- _MATERIAL PROVIDED_:
────

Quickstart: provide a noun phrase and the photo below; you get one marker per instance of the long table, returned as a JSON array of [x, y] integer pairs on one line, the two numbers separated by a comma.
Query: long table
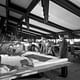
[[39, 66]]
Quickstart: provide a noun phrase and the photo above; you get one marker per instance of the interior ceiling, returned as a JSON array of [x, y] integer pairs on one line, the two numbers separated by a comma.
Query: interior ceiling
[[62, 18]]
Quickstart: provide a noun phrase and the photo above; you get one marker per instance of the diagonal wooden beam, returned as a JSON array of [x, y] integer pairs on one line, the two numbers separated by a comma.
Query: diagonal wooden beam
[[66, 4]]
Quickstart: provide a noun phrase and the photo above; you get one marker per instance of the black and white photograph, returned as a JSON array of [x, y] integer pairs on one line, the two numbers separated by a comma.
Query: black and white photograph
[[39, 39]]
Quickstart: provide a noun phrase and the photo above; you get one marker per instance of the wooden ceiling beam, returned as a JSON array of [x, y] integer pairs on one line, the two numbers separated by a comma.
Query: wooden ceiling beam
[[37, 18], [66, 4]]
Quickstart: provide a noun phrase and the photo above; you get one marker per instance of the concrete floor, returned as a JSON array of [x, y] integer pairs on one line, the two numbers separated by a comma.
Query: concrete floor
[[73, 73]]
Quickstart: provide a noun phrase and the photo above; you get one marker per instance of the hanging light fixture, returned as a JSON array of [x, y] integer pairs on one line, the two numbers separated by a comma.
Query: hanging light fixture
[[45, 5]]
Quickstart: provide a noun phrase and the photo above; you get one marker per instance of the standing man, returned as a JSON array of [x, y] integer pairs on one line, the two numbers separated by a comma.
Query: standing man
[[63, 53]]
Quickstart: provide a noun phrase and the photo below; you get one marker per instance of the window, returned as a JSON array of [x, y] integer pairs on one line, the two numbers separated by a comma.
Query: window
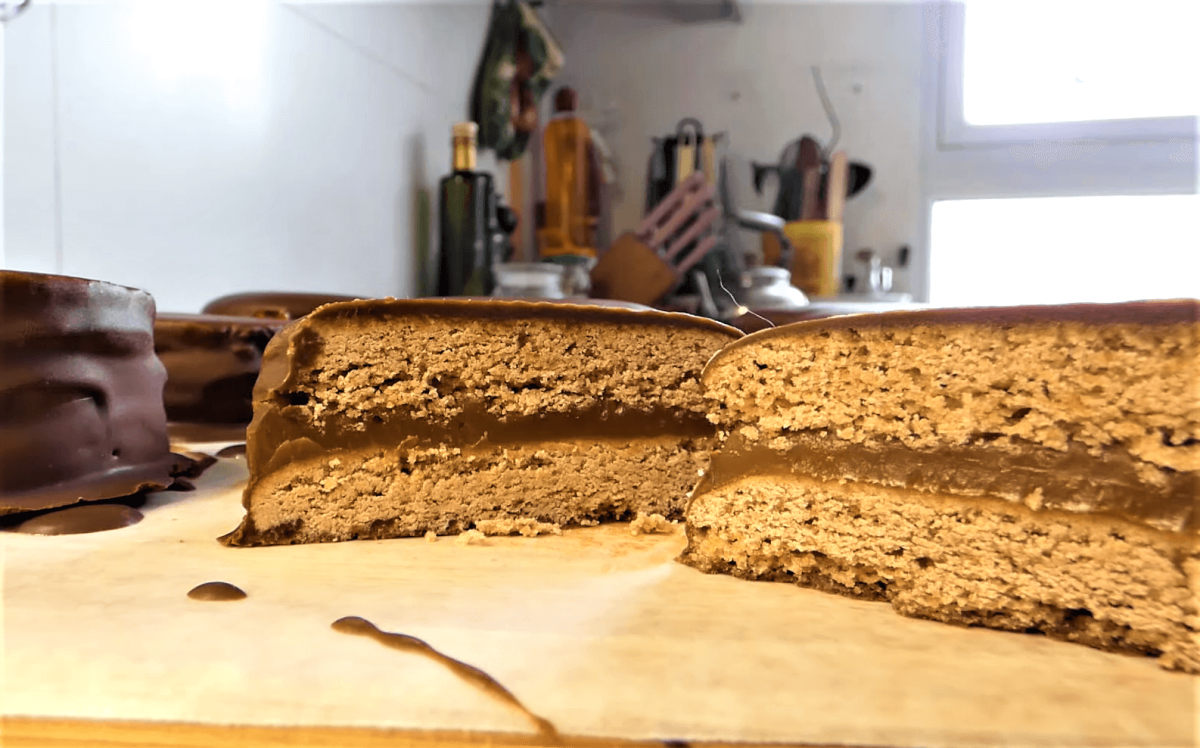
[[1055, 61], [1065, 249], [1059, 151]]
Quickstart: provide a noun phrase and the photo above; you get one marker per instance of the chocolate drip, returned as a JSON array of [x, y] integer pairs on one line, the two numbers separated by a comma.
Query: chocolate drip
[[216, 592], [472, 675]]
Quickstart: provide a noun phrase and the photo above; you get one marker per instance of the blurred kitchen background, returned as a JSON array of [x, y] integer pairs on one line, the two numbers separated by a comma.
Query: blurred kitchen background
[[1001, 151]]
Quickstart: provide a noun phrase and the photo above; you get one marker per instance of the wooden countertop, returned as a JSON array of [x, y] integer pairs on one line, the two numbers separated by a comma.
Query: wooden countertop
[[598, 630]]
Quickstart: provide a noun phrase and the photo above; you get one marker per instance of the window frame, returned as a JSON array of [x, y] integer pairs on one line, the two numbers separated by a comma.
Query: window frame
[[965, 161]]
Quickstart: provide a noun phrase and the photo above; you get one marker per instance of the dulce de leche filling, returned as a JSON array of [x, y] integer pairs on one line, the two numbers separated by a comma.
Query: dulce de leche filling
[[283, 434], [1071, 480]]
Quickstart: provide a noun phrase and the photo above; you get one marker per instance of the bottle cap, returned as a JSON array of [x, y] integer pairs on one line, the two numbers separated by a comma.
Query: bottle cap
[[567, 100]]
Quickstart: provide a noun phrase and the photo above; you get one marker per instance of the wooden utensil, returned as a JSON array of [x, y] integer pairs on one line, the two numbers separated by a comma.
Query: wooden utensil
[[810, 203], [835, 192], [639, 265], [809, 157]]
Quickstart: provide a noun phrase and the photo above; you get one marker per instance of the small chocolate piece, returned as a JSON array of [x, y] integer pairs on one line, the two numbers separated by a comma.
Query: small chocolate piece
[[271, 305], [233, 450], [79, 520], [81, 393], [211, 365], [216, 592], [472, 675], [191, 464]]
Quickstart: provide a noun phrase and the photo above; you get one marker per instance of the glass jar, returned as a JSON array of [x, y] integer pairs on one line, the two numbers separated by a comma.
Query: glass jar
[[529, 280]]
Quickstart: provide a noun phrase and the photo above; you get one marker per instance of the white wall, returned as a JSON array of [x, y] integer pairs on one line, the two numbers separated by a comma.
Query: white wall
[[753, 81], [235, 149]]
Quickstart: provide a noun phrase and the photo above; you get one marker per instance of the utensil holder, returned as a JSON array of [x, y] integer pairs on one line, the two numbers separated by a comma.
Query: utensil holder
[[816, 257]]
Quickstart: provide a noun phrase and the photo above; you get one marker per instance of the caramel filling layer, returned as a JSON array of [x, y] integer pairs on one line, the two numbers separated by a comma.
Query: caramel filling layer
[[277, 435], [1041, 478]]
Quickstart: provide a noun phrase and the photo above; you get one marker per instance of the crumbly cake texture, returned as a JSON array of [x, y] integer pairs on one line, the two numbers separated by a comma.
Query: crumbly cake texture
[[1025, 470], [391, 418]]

────

- _WHAT YOU HAVE TO DO_:
Nothing but the lines from the line with "of the white" to the last line of the listing above should appear; please retype them exactly, both ends included.

- _THE ANSWER_:
Quickstart: provide a noun phrase and the photo above; you get one marker per instance of the white wall, returned as a JSON array of [x, y] integer pairs on one line, the two numbers separated by a comma.
Query: white wall
[[753, 81], [235, 149]]
Quickstart: provide a noun phrase and the photo above; you get one marker per instance of the utensil holder, returned as a JSON array of [x, y] integer pairs on one line, the two numbers separated by a comma.
Query: utensil holder
[[816, 257]]
Quickstart: provide a noun phrase and the photo above; you get one marker per instance of the caramel filling layer, returned as a JSON array of [x, y] integer pairs on one line, the two numbers separated by a comma.
Query: caramel filling layer
[[277, 435], [1041, 478]]
Quickstart: provide a noun phrase and the photo above; you get one marker per instance of the crumbly cake texture, returned as a JSON array of [x, y] integer pairs on one line, the two numbers separated by a comma.
Query: crumbly cake texture
[[1025, 470], [391, 418]]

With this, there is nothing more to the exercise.